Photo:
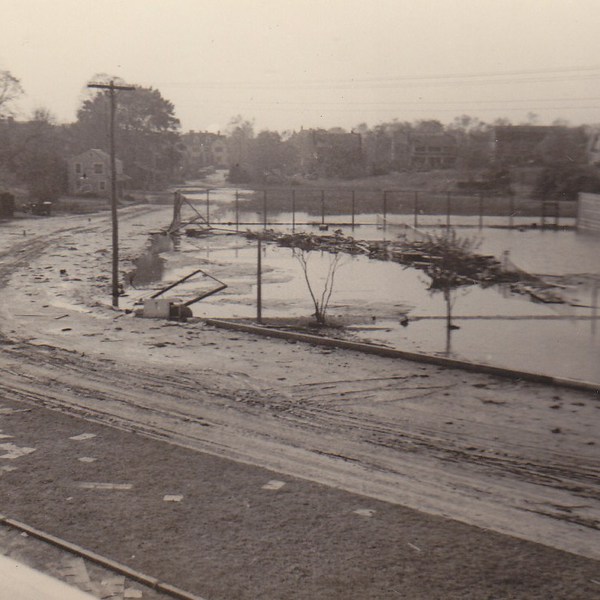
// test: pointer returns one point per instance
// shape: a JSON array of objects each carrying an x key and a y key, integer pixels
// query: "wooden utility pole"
[
  {"x": 259, "y": 281},
  {"x": 112, "y": 88}
]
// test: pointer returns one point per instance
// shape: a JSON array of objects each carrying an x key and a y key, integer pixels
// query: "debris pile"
[{"x": 427, "y": 255}]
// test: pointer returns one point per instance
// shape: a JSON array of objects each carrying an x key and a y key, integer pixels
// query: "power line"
[{"x": 502, "y": 77}]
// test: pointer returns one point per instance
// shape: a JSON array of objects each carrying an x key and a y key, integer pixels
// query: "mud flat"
[{"x": 517, "y": 458}]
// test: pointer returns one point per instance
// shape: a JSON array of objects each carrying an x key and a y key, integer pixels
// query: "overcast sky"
[{"x": 314, "y": 63}]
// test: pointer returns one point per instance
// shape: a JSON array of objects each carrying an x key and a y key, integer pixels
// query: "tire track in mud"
[
  {"x": 325, "y": 432},
  {"x": 320, "y": 442}
]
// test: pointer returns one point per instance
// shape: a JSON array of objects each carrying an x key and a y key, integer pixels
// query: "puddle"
[{"x": 493, "y": 325}]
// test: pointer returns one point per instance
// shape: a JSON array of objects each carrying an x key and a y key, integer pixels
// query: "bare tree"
[
  {"x": 320, "y": 301},
  {"x": 10, "y": 90}
]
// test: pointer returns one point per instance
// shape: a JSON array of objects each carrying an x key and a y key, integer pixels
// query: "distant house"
[
  {"x": 593, "y": 146},
  {"x": 89, "y": 173},
  {"x": 432, "y": 151},
  {"x": 519, "y": 145},
  {"x": 328, "y": 153},
  {"x": 203, "y": 149}
]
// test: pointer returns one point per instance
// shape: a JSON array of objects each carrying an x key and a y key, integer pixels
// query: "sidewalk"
[
  {"x": 226, "y": 531},
  {"x": 20, "y": 582}
]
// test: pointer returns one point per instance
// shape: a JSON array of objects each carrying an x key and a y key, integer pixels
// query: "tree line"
[{"x": 34, "y": 152}]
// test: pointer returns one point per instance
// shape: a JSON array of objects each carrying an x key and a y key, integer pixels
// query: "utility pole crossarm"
[
  {"x": 111, "y": 86},
  {"x": 112, "y": 89}
]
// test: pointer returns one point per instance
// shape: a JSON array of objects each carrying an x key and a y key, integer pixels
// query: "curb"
[
  {"x": 107, "y": 563},
  {"x": 412, "y": 356}
]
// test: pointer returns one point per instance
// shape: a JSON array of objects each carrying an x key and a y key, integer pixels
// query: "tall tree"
[
  {"x": 146, "y": 134},
  {"x": 39, "y": 156},
  {"x": 10, "y": 90}
]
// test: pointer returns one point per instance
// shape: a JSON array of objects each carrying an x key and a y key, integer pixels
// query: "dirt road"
[{"x": 514, "y": 457}]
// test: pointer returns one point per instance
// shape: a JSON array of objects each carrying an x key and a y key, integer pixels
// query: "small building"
[
  {"x": 432, "y": 151},
  {"x": 89, "y": 173},
  {"x": 202, "y": 149},
  {"x": 588, "y": 212},
  {"x": 7, "y": 205}
]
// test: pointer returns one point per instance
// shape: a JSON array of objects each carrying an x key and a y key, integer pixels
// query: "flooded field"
[{"x": 386, "y": 303}]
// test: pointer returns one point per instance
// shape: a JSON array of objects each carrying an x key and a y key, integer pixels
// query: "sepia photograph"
[{"x": 299, "y": 300}]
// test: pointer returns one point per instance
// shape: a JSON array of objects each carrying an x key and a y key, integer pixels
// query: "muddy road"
[{"x": 514, "y": 457}]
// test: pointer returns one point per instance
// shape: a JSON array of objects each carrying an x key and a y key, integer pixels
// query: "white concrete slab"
[{"x": 20, "y": 582}]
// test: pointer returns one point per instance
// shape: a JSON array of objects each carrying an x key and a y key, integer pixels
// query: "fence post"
[
  {"x": 259, "y": 281},
  {"x": 264, "y": 209},
  {"x": 416, "y": 209},
  {"x": 384, "y": 209},
  {"x": 543, "y": 223},
  {"x": 208, "y": 207}
]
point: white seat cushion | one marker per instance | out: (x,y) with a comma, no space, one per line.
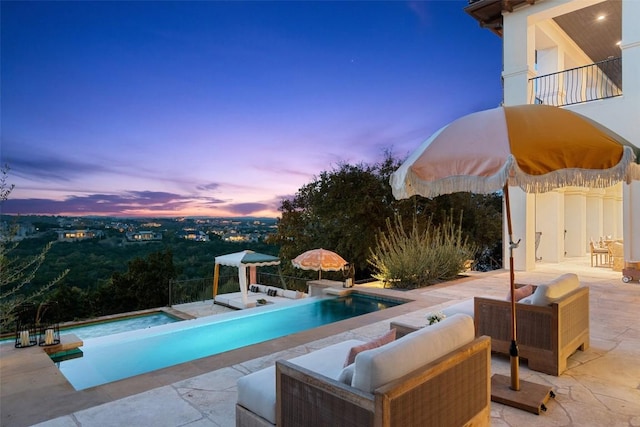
(379,366)
(257,391)
(464,307)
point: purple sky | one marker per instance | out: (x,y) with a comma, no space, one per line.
(224,108)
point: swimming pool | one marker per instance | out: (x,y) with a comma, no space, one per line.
(115,357)
(119,325)
(110,325)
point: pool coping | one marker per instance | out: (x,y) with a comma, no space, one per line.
(29,377)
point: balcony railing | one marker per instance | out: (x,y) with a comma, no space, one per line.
(587,83)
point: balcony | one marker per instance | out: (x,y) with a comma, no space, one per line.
(592,82)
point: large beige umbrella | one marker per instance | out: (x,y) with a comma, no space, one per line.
(536,147)
(319,260)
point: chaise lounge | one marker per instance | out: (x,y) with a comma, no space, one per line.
(438,375)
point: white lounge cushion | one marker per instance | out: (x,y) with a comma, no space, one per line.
(465,307)
(552,291)
(290,294)
(379,366)
(257,391)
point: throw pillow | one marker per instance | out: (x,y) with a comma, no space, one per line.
(346,375)
(521,292)
(378,342)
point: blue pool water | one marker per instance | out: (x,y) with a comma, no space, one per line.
(120,356)
(111,327)
(114,326)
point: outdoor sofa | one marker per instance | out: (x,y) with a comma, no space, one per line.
(256,292)
(438,375)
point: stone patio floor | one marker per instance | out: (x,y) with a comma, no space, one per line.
(600,387)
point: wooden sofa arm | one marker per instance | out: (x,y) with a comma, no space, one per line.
(306,398)
(452,390)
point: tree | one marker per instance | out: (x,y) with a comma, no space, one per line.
(144,285)
(344,210)
(17,273)
(341,210)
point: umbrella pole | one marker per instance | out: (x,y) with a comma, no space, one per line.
(513,350)
(524,395)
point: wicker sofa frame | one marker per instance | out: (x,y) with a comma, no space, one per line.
(546,335)
(452,390)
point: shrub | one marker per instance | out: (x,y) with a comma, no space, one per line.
(417,258)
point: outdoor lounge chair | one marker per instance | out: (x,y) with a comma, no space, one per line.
(444,380)
(551,324)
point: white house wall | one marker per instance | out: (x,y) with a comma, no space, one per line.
(569,219)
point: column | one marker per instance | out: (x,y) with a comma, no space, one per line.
(575,220)
(550,222)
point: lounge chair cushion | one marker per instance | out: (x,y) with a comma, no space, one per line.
(380,341)
(554,290)
(464,307)
(521,292)
(379,366)
(257,391)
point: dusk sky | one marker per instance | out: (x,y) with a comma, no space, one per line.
(212,108)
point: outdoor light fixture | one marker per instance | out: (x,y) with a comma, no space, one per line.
(26,331)
(48,324)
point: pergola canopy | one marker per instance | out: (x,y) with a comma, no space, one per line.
(242,260)
(248,258)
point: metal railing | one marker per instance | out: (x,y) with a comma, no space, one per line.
(600,80)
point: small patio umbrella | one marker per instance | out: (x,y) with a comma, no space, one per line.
(319,260)
(536,147)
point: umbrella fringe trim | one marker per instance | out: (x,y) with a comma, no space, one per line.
(459,183)
(591,178)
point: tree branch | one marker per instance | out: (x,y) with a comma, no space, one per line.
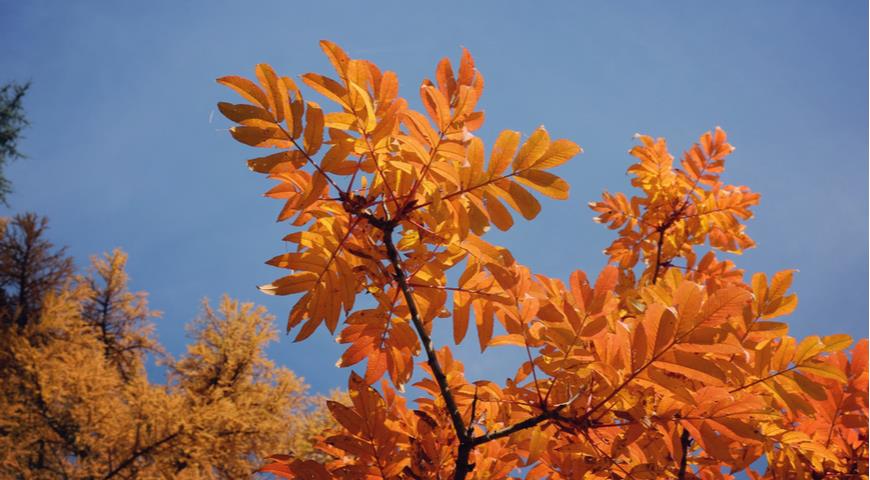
(132,458)
(465,444)
(685,441)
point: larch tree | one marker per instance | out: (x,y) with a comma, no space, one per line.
(12,123)
(671,364)
(76,399)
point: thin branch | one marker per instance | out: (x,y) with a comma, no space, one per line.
(685,441)
(132,458)
(465,446)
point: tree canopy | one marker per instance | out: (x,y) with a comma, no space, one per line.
(671,364)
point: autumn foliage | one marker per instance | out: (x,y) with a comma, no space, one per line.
(670,364)
(76,401)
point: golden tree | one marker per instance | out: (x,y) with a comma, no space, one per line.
(669,365)
(77,402)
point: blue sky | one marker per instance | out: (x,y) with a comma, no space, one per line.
(126,148)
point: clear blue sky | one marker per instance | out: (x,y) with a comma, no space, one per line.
(124,151)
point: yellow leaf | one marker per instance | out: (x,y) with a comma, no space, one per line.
(532,150)
(825,370)
(559,152)
(246,88)
(498,214)
(503,152)
(314,122)
(261,137)
(545,182)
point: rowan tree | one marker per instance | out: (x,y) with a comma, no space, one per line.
(669,365)
(76,399)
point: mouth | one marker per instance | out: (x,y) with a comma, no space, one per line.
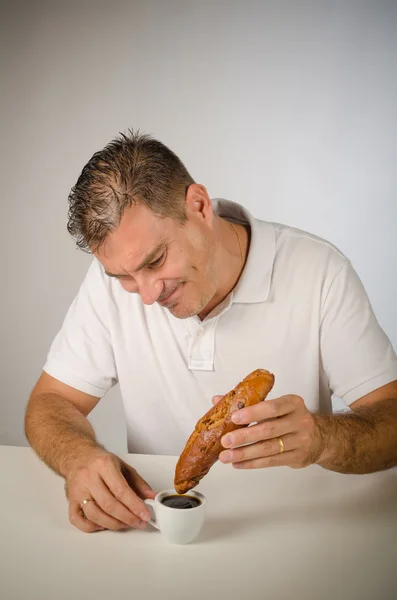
(168,300)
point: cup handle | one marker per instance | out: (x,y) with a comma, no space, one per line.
(152,508)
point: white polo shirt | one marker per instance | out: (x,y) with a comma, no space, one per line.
(299,311)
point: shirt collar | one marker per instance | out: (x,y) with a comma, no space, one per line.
(254,283)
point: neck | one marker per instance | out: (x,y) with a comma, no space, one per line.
(232,258)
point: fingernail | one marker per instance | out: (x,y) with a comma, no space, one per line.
(225,457)
(227,441)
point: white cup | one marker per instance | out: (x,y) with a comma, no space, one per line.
(177,525)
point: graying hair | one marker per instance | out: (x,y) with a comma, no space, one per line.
(132,168)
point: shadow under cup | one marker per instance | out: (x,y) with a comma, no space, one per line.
(179,518)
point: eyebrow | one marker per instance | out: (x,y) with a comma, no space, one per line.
(149,258)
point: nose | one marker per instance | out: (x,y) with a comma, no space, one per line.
(149,289)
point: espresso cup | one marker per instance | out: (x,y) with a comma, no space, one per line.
(178,524)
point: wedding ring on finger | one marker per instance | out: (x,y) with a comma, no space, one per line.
(280,445)
(85,501)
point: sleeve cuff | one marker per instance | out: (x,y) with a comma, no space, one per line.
(370,385)
(68,377)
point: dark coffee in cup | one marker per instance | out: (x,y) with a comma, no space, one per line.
(181,501)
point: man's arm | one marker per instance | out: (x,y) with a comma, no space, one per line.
(364,440)
(59,432)
(56,424)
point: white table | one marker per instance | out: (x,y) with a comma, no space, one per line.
(270,534)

### TASK DIRECTIONS
Exactly the lines from the one containing "point: white table" through the last line of the records are to be transcribed, both endpoints included.

### TASK ANSWER
point: white table | one marker per instance | out: (x,y) with a comma, no space, one per line.
(270,534)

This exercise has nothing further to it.